## What you need to do:
From the data below, copy out every line in which the word "wall" occurs.

··· The data

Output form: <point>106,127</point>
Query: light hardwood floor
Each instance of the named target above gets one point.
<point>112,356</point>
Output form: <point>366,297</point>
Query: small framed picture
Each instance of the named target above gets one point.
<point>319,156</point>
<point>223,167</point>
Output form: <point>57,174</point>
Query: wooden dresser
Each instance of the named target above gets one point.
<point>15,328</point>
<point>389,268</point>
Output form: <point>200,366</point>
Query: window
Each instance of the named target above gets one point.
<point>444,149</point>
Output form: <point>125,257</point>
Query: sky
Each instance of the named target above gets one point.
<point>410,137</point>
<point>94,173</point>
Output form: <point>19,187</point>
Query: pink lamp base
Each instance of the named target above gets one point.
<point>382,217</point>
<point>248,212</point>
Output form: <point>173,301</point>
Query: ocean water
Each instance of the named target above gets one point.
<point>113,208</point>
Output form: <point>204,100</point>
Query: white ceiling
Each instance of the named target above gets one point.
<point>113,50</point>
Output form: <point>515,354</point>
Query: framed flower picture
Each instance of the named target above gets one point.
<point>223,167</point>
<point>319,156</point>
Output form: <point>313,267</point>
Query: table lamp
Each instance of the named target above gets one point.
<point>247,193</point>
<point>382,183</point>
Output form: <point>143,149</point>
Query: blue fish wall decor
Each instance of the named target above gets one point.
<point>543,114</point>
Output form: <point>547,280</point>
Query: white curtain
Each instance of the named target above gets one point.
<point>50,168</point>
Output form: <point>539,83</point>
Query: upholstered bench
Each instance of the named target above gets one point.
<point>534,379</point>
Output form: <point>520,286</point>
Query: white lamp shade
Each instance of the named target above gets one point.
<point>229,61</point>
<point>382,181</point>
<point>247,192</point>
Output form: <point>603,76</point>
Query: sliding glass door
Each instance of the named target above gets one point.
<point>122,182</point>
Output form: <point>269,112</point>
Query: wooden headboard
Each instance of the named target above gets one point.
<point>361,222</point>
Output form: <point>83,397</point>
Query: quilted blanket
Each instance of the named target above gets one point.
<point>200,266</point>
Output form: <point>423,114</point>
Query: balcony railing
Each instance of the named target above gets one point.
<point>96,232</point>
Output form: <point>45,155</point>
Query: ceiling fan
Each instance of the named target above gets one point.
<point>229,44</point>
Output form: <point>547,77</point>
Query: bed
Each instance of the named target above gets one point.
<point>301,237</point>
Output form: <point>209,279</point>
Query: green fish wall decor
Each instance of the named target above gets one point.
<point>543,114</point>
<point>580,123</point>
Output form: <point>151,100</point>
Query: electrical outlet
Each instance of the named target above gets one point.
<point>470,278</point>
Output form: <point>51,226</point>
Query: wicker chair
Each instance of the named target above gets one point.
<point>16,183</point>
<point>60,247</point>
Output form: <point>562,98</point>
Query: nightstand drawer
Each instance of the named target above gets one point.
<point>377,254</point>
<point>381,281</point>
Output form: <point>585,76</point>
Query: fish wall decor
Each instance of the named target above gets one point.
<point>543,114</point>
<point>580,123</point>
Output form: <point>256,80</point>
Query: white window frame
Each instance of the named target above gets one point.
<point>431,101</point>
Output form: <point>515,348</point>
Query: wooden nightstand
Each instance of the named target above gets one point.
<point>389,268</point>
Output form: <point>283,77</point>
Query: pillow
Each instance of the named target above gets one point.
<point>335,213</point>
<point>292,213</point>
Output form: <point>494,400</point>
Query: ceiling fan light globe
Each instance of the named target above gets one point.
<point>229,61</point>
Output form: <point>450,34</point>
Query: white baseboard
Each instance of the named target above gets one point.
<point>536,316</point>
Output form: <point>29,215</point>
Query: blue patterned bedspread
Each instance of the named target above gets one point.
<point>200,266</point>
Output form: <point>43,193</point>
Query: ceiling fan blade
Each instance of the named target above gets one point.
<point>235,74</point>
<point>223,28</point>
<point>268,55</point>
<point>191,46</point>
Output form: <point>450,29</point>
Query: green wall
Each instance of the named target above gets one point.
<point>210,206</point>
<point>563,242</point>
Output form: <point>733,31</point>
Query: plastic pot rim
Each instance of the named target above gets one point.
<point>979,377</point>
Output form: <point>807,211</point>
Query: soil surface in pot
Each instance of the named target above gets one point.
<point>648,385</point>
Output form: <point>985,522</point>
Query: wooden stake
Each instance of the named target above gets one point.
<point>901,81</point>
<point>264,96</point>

······

## Answer section:
Query: blue fish wall decor
Query: green fish wall decor
Query: fish wall decor
Query: green wall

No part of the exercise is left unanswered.